_Problem requirements_
How many of the lines below contain the word "snake"? Reply with the number alone.

_Records_
# # # # #
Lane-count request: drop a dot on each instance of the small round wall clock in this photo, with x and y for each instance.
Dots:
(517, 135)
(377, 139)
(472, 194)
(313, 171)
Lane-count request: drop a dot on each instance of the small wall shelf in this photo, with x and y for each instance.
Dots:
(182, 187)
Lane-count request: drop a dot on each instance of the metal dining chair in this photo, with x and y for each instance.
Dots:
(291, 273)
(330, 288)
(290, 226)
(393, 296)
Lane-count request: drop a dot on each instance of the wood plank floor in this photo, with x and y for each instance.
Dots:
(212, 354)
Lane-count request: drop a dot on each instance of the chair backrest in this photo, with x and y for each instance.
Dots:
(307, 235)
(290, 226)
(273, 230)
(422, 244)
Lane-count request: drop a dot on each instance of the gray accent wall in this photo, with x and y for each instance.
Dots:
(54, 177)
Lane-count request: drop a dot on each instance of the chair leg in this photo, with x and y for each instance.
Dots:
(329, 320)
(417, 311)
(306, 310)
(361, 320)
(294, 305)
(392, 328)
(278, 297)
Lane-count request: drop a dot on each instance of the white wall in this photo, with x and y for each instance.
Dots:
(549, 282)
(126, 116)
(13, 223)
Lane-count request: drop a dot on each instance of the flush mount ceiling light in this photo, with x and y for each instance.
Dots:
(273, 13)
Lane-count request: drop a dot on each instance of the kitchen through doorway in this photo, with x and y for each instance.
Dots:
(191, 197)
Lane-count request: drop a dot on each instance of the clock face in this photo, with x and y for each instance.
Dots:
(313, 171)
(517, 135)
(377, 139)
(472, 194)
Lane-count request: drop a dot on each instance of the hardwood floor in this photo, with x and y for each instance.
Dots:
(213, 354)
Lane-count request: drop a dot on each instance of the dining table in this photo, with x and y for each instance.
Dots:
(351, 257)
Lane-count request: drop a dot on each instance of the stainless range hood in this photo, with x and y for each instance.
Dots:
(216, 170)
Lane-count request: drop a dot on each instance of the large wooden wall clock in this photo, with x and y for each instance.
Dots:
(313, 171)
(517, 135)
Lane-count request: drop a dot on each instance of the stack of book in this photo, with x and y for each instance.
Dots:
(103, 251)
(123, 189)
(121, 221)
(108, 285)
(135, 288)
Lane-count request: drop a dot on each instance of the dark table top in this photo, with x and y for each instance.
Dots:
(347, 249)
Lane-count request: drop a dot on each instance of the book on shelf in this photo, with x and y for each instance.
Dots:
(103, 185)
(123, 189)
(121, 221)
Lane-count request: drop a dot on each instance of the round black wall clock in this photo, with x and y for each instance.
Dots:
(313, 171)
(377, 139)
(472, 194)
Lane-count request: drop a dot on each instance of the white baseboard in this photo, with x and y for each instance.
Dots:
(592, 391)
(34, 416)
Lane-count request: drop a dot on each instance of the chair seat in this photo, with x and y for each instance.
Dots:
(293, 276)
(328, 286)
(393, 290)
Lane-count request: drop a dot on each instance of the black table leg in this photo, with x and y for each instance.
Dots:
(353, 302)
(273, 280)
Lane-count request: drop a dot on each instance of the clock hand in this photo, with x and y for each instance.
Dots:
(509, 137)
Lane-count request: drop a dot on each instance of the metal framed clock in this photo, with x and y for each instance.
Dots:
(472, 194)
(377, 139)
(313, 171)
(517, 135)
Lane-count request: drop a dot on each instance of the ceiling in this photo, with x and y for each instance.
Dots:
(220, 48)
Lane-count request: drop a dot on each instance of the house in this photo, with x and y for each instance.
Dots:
# # # # #
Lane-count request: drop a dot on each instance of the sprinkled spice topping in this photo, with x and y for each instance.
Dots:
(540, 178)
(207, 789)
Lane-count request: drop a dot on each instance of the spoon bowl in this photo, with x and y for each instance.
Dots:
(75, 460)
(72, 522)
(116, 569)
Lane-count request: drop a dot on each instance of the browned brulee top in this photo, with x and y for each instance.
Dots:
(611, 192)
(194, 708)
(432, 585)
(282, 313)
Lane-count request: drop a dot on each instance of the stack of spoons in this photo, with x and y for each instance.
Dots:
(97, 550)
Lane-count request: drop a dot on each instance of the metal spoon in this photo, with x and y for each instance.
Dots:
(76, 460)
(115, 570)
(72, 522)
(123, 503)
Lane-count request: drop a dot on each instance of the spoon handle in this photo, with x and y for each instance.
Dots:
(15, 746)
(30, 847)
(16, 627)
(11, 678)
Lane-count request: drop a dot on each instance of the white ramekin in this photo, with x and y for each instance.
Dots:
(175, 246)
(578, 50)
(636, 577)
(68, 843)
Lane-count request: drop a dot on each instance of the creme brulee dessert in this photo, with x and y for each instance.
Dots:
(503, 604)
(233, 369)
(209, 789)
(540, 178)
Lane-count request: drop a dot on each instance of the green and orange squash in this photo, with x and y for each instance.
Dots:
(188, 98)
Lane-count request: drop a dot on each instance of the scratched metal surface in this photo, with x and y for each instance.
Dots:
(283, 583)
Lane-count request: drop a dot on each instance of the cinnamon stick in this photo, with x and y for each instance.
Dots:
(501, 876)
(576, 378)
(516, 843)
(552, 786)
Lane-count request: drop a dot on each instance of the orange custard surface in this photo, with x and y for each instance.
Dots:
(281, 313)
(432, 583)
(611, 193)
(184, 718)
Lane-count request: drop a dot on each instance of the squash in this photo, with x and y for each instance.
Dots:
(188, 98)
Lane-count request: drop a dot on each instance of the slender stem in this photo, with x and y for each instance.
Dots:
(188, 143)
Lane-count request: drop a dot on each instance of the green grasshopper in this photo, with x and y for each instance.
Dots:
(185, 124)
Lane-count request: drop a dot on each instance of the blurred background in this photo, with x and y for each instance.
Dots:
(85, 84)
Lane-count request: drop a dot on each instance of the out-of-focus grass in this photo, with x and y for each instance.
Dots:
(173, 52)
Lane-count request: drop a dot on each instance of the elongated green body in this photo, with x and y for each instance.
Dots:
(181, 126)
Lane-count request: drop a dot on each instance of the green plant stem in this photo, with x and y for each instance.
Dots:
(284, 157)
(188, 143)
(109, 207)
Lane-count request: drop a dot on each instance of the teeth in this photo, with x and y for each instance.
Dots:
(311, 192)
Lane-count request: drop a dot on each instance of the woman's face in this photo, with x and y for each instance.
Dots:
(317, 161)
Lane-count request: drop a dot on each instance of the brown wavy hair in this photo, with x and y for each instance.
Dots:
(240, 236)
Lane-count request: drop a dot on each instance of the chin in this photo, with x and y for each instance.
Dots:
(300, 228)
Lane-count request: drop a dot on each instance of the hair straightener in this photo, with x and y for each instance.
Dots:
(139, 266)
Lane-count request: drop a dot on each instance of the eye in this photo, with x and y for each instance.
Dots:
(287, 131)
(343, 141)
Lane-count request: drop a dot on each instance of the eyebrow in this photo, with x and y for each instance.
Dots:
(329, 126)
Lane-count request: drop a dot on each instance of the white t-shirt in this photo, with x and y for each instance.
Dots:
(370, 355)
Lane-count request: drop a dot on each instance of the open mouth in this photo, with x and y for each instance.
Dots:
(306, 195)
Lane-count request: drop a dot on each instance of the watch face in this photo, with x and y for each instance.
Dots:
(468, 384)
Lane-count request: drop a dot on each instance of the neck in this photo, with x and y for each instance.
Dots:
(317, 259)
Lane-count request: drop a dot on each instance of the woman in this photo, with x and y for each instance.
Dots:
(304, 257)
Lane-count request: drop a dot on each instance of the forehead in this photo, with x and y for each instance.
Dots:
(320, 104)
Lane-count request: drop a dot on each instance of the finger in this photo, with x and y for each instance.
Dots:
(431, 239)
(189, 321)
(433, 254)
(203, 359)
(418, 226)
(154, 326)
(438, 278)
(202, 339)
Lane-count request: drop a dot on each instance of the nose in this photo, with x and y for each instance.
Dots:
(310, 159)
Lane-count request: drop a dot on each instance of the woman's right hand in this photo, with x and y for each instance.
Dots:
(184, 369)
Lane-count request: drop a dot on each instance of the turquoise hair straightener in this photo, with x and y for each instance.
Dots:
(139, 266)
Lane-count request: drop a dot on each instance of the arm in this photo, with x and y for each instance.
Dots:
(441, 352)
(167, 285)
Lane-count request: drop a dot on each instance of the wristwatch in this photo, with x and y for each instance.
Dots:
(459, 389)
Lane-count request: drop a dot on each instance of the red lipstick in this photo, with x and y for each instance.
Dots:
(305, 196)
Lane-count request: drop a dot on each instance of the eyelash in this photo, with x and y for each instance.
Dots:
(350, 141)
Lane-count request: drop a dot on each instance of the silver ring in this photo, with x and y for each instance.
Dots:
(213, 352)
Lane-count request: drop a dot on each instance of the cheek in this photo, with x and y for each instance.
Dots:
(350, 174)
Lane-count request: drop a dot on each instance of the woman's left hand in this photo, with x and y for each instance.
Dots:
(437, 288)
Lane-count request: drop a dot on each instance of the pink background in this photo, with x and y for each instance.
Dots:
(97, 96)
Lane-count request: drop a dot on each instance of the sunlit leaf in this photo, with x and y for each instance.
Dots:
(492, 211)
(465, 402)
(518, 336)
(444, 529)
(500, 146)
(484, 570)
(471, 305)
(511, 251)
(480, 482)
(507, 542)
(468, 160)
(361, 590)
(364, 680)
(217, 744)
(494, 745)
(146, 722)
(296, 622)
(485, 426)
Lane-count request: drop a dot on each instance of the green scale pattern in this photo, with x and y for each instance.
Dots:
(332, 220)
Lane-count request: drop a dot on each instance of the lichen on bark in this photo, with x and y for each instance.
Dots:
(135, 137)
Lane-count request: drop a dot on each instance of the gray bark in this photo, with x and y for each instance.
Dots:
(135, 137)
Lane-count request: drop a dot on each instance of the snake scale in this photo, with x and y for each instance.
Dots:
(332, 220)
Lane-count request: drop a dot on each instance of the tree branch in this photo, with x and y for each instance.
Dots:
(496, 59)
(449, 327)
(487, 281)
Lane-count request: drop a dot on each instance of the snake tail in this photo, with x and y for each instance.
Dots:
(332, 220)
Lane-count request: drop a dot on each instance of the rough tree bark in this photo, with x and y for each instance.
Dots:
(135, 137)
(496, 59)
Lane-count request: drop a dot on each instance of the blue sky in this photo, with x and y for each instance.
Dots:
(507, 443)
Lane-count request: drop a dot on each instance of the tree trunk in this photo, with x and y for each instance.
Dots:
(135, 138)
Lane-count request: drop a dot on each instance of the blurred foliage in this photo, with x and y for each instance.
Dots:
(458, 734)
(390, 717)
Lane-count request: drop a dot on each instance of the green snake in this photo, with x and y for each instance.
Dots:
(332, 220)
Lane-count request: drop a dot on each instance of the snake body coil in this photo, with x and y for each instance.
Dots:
# # # # #
_Result of this task_
4